#### SELECTED TEXT:
Fateh Hyderabad
- Full name: Fateh Hyderabad Associated Football Club
- Nickname: Nizams
- Founded: 2015; 11 years ago
- Ground: G.M.C Balayogi Athletic Stadium, Hyderabad, Telangana
- Capacity: 18,000
- Owner: Yogesh Maurya
- League: I-League 2nd Division

= Fateh Hyderabad AFC =

Indian association football club based in Hyderabad

Fateh Hyderabad Associated Football Club, also known as Fateh Hyderabad FC, is an Indian professional football club based in Hyderabad, Telangana, that last competed in the I-League 2nd Division, then second tier of the Indian football league system.

==History==

=== Inception ===
Fateh Hyderabad was founded in 2015. The club is owned by Yogesh Maurya and Aditya Narayanan, who studied together at Wharton Business School. They officially launched the club on 4 September at Park Hyatt Hyderabad. Its infrastructure for training and player accommodation is situated at Gundlapochampalli, on the outskirts of Hyderabad. Yogesh Maurya is also a part of the coaching staff and attended AIFF's AFC 'B' Coaching Licence Course in Goa in September 2015 to improve his understanding of the game. Maurya has served as the club's Technical and Sporting Director since its founding.

In February 2017, the club announced a joint venture with Premier Education Group of the UK which will teach physical education in schools throughout Hyderabad.

===I-League 2nd Division===
The newly founded Fateh Hyderabad AFC made their debut in 2015–16 I-League 2nd Division. Fateh Hyderabad were placed in Group A. Their first match ended in a goalless draw against NEROCA on 14 November 2015. Fateh Hyderabad lost their next six matches in the group stage. On 8 December 2015, Nitin Jyal became the first goalscorer for the club in their 1–2 loss to Mohammedan Sporting. Fateh Hyderabad recorded their first ever win in their eight and final match of the season against Neroca. Shahil Bhatt scored twice in a 2–1 victory for the club. The season also saw 16-year-old Tao Shaiza debut for the club. Shahil Bhatt was the club's top scorer in the season with three goals. Fateh Hyderabad finished last in the group stage, with only one win from their eight matches.

#### DESCRIPTION OF THE TASK:
According to the Fateh Hyderabad text above, why did Yogesh Maurya attend the AFC 'B' Coaching Licence Course? Answer in one to three sentences.

#### DATA LISTING:
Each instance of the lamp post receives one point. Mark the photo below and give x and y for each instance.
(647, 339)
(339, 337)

---

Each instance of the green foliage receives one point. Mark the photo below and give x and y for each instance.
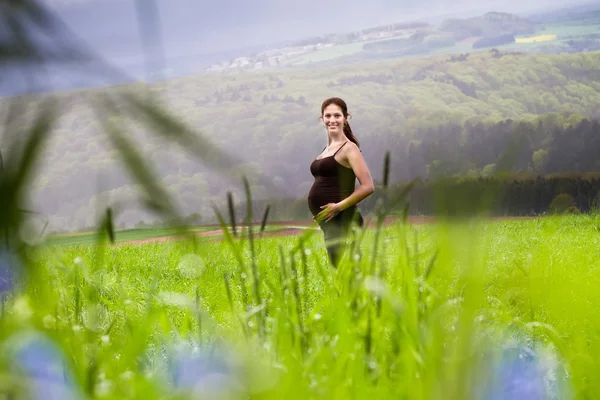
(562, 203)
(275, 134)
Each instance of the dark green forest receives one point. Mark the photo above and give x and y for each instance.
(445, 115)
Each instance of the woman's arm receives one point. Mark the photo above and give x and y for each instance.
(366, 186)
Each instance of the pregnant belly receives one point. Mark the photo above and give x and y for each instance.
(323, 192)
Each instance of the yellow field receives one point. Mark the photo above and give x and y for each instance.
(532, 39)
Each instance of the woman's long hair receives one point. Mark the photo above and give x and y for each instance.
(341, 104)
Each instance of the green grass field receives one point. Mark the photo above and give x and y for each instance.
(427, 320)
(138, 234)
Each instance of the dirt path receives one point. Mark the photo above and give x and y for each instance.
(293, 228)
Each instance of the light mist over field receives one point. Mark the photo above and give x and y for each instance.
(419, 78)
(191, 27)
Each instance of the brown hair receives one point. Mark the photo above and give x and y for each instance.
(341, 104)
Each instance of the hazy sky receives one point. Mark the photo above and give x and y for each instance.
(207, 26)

#### TASK RESPONSE:
Yogesh Maurya attended AIFF's AFC 'B' Coaching Licence Course in Goa in September 2015 to improve his understanding of the game. He was also part of the club's coaching staff.